_EXCERTO FORNECIDO_
▬▬▬
Antes de mais, garanto-vos que não é pela sua figura redondinha, nem pelos seus olhos azuis, tão pouco pelo blazer e calças a condizer com que alterna, dia sim dia não, nas suas aparições públicas, nem só pela sua inegável inteligência e capacidade de trabalho. Também não é pelas fotografias antigas onde mostra um corpinho bem trabalhado pela ginástica da RDA.
Os 35% de alemão que ainda consigo compreender através do muito pouco que resta daquilo que estudei e aprendi ajudam muito. A sua voz bem colocada e expressiva e o seu alemão educado convencem-me, ao ouvir e entender aquilo que ela diz e as coisas que defende. Sem esquecer a sua postura. Recordem só o modo como anunciou a confirmação de envenenamento de Navalny, a forma como tal comunicou à NATO e à União Europeia, sem se esquecer, e mencionando a propósito, as autoridades russas com as quais contactou.
▬▬▬
_INFORMAÇÃO FORNECIDA_
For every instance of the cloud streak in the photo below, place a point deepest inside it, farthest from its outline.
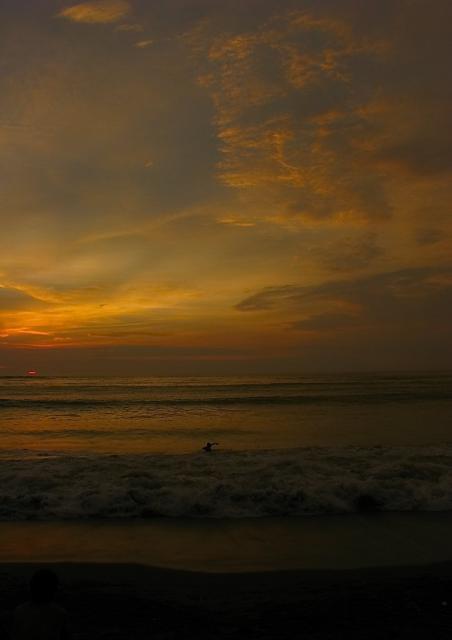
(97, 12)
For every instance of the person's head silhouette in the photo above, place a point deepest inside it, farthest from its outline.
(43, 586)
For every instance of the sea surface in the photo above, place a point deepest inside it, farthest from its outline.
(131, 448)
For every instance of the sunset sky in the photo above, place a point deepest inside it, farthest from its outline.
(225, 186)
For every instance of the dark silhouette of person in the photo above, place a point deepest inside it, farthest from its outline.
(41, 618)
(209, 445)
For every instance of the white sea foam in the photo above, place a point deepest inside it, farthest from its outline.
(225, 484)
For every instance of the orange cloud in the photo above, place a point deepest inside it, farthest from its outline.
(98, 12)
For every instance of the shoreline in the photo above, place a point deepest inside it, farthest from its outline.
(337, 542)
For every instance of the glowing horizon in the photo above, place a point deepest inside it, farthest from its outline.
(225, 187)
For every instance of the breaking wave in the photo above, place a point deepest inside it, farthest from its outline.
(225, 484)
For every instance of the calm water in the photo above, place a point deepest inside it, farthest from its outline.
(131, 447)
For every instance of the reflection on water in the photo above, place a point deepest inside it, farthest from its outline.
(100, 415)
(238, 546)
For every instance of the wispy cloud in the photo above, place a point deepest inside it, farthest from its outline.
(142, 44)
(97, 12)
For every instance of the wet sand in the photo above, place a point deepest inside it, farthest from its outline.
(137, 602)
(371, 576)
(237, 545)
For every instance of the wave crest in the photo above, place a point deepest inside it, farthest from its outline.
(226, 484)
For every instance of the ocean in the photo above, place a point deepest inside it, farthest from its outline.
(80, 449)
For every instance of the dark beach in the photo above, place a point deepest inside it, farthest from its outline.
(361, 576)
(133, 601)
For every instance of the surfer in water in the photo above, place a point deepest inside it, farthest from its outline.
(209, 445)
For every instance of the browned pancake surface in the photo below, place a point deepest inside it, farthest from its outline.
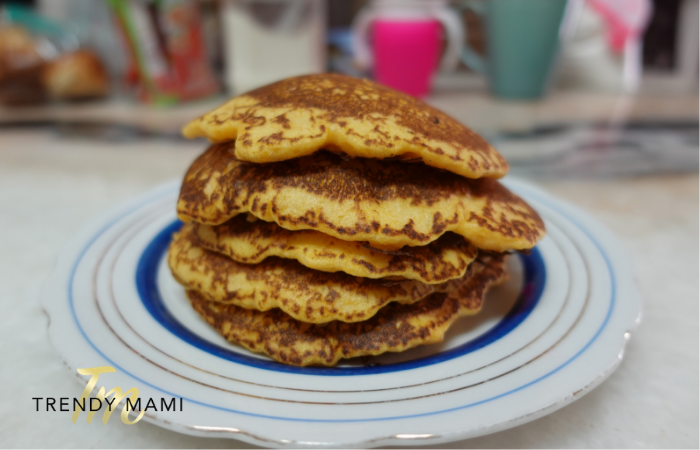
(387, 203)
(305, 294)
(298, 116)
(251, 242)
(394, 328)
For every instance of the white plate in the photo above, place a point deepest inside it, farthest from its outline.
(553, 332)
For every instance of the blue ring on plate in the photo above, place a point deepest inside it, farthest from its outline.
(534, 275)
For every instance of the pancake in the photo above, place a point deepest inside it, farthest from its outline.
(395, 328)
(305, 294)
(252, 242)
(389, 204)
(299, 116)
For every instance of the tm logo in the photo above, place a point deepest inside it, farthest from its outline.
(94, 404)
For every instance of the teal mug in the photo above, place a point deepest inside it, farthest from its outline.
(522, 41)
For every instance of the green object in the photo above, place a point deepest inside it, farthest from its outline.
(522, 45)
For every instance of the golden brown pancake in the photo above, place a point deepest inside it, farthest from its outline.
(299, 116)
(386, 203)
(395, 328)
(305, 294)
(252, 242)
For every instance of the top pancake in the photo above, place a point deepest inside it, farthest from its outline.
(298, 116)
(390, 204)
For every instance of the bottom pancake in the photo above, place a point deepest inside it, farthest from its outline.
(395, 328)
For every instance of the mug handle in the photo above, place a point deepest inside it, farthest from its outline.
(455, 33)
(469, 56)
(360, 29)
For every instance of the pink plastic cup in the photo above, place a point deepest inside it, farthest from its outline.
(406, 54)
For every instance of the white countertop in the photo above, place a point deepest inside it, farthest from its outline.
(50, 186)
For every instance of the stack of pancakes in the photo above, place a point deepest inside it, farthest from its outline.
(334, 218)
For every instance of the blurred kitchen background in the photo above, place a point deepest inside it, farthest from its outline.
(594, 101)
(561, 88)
▬▬▬
_TAREFA PEDIDA A_
Que percentagem de alemão diz ainda conseguir compreender quem escreve o excerto fornecido?
_TAREFA PEDIDA B_
Transcreva do excerto fornecido o trecho entre "Os 35% de alemão" e "as quais contactou.", inclusive.

_RESOLUÇÃO DA TAREFA A_
35%.

_RESOLUÇÃO DA TAREFA B_
Os 35% de alemão que ainda consigo compreender através do muito pouco que resta daquilo que estudei e aprendi ajudam muito. A sua voz bem colocada e expressiva e o seu alemão educado convencem-me, ao ouvir e entender aquilo que ela diz e as coisas que defende. Sem esquecer a sua postura. Recordem só o modo como anunciou a confirmação de envenenamento de Navalny, a forma como tal comunicou à NATO e à União Europeia, sem se esquecer, e mencionando a propósito, as autoridades russas com as quais contactou.